═════ DATA TO USE ═════

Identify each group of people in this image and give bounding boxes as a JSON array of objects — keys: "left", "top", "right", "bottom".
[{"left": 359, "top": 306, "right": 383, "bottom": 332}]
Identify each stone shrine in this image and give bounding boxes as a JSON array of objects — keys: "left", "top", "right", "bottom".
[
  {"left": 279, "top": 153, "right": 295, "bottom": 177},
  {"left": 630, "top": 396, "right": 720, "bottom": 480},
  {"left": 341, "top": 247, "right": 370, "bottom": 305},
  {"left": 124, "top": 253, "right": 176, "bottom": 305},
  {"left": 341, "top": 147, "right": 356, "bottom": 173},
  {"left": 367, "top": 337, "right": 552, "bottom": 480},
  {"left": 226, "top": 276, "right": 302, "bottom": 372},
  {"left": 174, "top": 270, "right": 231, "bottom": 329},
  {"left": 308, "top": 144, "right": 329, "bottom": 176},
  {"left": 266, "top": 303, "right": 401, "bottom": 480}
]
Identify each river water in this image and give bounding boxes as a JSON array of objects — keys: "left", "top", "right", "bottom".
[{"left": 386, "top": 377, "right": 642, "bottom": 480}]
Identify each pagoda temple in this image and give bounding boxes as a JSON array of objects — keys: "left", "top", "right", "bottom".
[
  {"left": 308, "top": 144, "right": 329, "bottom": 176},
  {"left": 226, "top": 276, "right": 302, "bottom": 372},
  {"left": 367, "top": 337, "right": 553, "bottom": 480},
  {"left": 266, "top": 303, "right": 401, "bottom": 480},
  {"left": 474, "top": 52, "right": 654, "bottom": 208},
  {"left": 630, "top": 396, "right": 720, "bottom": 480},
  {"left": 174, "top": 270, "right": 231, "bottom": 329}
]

═════

- [PROBLEM STATEMENT] When you answer, retype all of the material exactly as it appears above.

- [RESPONSE TO THE TASK]
Identify each group of people in this image and give bounding boxes as a JSON array of objects — keys: "left", "top", "right", "bottom".
[{"left": 359, "top": 306, "right": 383, "bottom": 332}]
Identify each stone shrine in this image and give bounding boxes as a JSON array of objects — keys: "left", "top", "right", "bottom".
[
  {"left": 279, "top": 153, "right": 295, "bottom": 177},
  {"left": 630, "top": 396, "right": 720, "bottom": 480},
  {"left": 341, "top": 247, "right": 370, "bottom": 305},
  {"left": 124, "top": 253, "right": 176, "bottom": 305},
  {"left": 341, "top": 147, "right": 356, "bottom": 173},
  {"left": 367, "top": 337, "right": 552, "bottom": 480},
  {"left": 226, "top": 276, "right": 302, "bottom": 372},
  {"left": 174, "top": 270, "right": 231, "bottom": 329},
  {"left": 308, "top": 144, "right": 329, "bottom": 176},
  {"left": 266, "top": 303, "right": 401, "bottom": 480}
]
Identify each river water in this image and give bounding boxes as a JSON array of objects — keys: "left", "top", "right", "bottom".
[{"left": 386, "top": 377, "right": 642, "bottom": 480}]
Identify each pagoda temple in this image and give bounding boxes as a JSON array of objects — keys: "left", "top", "right", "bottom".
[
  {"left": 308, "top": 144, "right": 329, "bottom": 176},
  {"left": 226, "top": 276, "right": 302, "bottom": 372},
  {"left": 367, "top": 337, "right": 553, "bottom": 480},
  {"left": 266, "top": 303, "right": 401, "bottom": 480},
  {"left": 474, "top": 52, "right": 654, "bottom": 208},
  {"left": 630, "top": 396, "right": 720, "bottom": 480},
  {"left": 174, "top": 270, "right": 231, "bottom": 329}
]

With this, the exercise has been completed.